-- Start Passage provided --

Instructions for use:
AlphaFold computations can be run by creating a script and submitting it to the job manager, like so:
### Create a folder for data and results:
mkdir ~/alphafold_data
cd ~/alphafold_data
### Upload your input FASTA file(s) using scp, or curl them from EBI, e.g. for ubiquitin:
curl -F "entity=1" https://www.ebi.ac.uk/pdbe/entry/pdb/3h7p/fasta > ubiquitin.fasta
### Create a SLURM submission script for the AlphaFold job:
echo $'#!/bin/sh
#SBATCH --job-name=ubiq
#SBATCH --partition=gpu
#SBATCH --nodes=1
#SBATCH --cpus-per-task=4
#SBATCH --ntasks=1
#SBATCH --gres=gpu:quadro_rtx_6000:1
#SBATCH --time=48:00:00
#SBATCH --mem=40gb
### Clear modules and load Alphafold:
module purge
module load GCC/10.2.0 CUDA/11.1.1 OpenMPI/4.0.5
module load AlphaFold/2.1.1
### Environment variable required by Alphafold, pointing to the shared database locations:
export ALPHAFOLD_DATA_DIR=/home/shared/alphafolddb
### Execution command for the job:
srun alphafold --fasta_paths='$PWD'/ubiquitin.fasta --output_dir='$PWD'/ubi --max_template_date=2022-03-03
' > alphafold_ubiq.sb
### Submit the job to SLURM:
sbatch alphafold_ubiq.sb
### Check job status in the queue:
squeue -u $(whoami)

-- End Passage provided --

• _Problem 1_:
What time limit does the submission script in the AlphaFold instructions request for the job?

-- Start Material for the task --

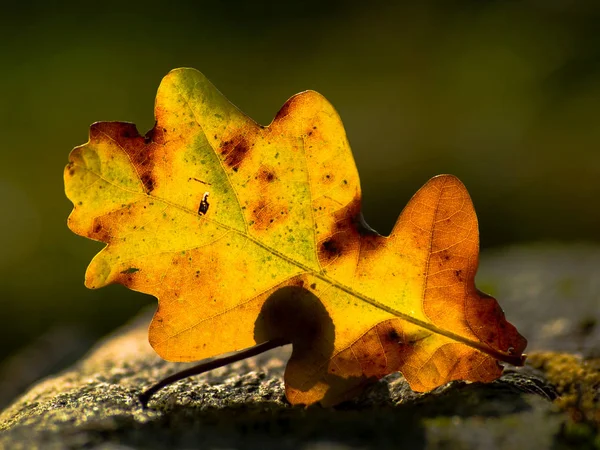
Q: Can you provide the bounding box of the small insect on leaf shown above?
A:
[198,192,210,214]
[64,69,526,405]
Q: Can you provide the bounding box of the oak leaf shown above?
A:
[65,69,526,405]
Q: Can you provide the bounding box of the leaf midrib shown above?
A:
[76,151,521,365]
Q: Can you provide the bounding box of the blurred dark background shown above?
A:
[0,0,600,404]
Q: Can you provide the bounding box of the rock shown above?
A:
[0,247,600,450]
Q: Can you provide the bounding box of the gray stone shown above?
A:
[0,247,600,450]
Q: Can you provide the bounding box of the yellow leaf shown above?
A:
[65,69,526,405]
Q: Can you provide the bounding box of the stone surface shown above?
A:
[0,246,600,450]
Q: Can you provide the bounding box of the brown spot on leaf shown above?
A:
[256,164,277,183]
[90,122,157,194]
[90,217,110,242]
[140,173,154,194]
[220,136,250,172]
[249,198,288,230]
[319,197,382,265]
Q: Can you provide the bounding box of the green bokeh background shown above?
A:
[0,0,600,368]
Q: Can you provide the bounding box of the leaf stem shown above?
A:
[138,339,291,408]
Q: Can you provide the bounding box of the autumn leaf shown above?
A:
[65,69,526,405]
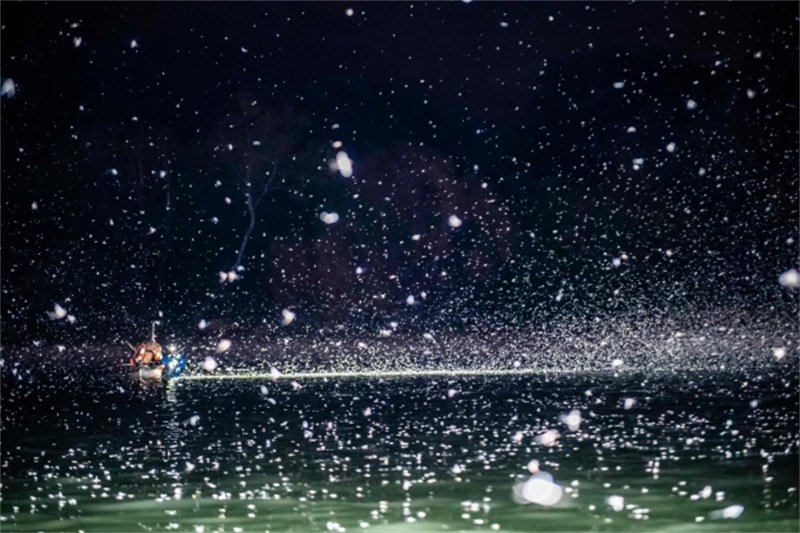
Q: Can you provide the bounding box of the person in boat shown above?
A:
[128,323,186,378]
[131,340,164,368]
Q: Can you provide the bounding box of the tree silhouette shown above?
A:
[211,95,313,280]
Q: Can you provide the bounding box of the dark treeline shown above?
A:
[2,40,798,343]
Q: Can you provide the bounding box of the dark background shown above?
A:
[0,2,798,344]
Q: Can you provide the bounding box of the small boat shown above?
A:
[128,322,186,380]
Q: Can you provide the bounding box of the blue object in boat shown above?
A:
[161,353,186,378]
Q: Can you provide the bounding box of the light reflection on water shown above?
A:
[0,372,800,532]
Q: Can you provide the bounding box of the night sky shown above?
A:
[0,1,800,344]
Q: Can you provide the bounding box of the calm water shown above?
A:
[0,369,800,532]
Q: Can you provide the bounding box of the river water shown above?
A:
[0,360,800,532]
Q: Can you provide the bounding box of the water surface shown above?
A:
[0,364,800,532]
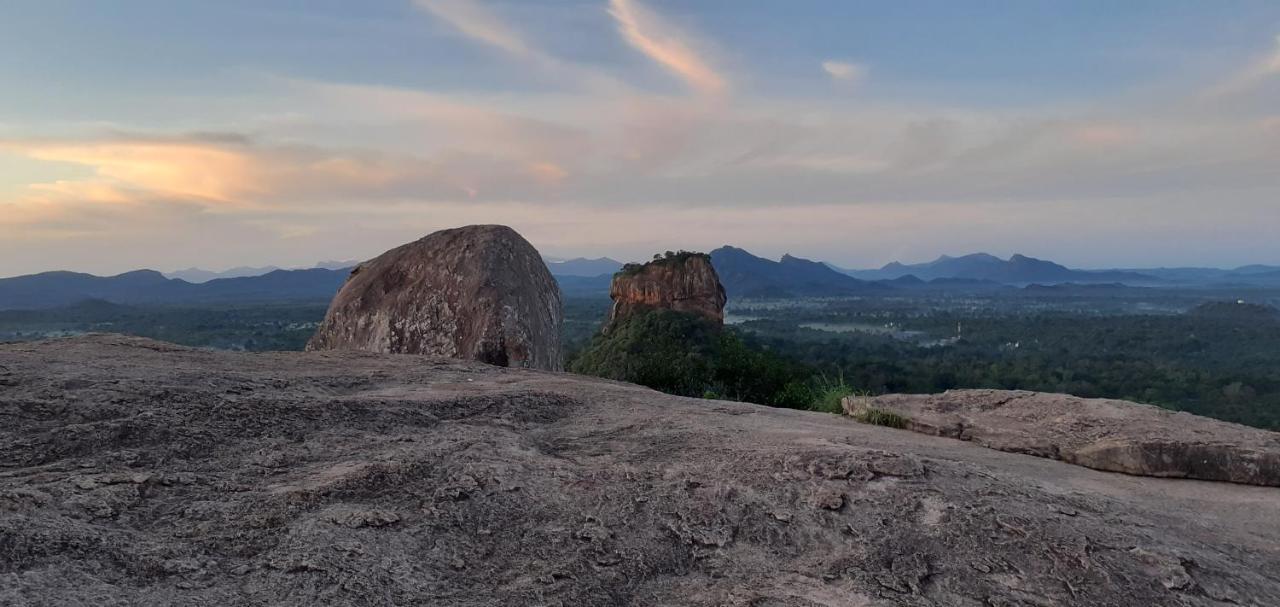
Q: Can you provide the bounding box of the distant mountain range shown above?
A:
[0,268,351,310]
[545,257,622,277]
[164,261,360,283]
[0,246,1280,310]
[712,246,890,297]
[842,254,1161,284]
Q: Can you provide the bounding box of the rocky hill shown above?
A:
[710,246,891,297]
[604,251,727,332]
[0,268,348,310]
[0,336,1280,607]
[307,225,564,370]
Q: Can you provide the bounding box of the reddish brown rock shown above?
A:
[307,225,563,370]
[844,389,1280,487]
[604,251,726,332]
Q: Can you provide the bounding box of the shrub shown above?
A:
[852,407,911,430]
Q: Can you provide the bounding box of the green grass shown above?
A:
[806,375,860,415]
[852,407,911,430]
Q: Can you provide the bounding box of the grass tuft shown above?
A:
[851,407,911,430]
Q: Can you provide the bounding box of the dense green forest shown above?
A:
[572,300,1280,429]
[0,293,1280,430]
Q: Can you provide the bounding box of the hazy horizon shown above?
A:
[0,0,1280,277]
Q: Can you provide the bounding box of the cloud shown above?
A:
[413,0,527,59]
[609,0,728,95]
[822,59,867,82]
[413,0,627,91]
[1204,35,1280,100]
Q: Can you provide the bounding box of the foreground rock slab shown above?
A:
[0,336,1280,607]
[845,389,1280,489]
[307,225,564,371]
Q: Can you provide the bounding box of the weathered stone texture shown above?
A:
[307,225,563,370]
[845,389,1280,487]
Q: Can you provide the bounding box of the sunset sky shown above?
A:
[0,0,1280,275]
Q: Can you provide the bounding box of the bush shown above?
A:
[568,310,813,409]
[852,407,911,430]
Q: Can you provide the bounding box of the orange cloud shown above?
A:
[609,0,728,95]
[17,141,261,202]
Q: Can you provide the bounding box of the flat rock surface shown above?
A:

-- End Material for the task --

• _Problem 2_:
Reproduce the part of the rows that begins with the line containing "Q: Can you provide the bounding box of the person" and ends with the line containing "[1204,35,1280,100]", omitting any pictures.

• _Written answer 1_:
48 hours (48:00:00).

• _Written answer 2_:
Q: Can you provide the bounding box of the person in boat shown above?
A:
[128,323,186,378]
[131,340,164,368]
Q: Can you provide the bounding box of the tree silhouette shown above?
A:
[211,95,313,280]
Q: Can you provide the bounding box of the dark treeline shown above?
A:
[2,40,798,343]
Q: Can you provide the bounding box of the dark background shown above?
A:
[0,2,798,344]
Q: Can you provide the bounding box of the small boat shown above?
A:
[128,322,186,380]
Q: Can you provide the bounding box of the blue object in boat shown above?
A:
[161,353,186,378]
Q: Can you provide the bounding box of the light reflection on water shown above?
A:
[0,372,800,532]
Q: Can you provide the bounding box of the night sky shown above?
A:
[0,1,800,344]
Q: Can you provide the bounding box of the calm water shown above?
A:
[0,369,800,532]
Q: Can you provide the bounding box of the river water shown above?
A:
[0,360,800,532]
Q: Can you provide the bounding box of the water surface shown above?
A:
[0,364,800,532]
Q: Can you provide the bounding box of the distant mountain range shown above?
A:
[0,268,351,310]
[545,257,622,277]
[164,261,360,283]
[0,246,1280,310]
[712,246,890,297]
[842,254,1161,284]
Q: Can you provide the bounding box of the rocky hill shown above?
A:
[710,246,891,297]
[604,251,727,332]
[0,268,348,310]
[0,336,1280,607]
[307,225,564,370]
Q: Can you provide the bounding box of the reddish brown rock shown above?
A:
[307,225,563,370]
[844,389,1280,487]
[604,251,726,332]
Q: Can you provide the bounding box of the shrub shown above?
A:
[852,407,911,430]
Q: Can you provide the bounding box of the green grass shown above?
A:
[806,375,860,415]
[852,407,911,430]
Q: Can you provide the bounding box of the grass tuft shown above?
A:
[851,407,911,430]
Q: Can you provide the bounding box of the dense green forest shown above?
A:
[572,300,1280,429]
[0,293,1280,430]
Q: Can you provide the bounding box of the hazy horizon shown above?
A:
[0,0,1280,277]
Q: Can you provide the bounding box of the cloud shown above?
A:
[413,0,527,59]
[609,0,728,95]
[822,59,867,82]
[413,0,627,91]
[1204,35,1280,100]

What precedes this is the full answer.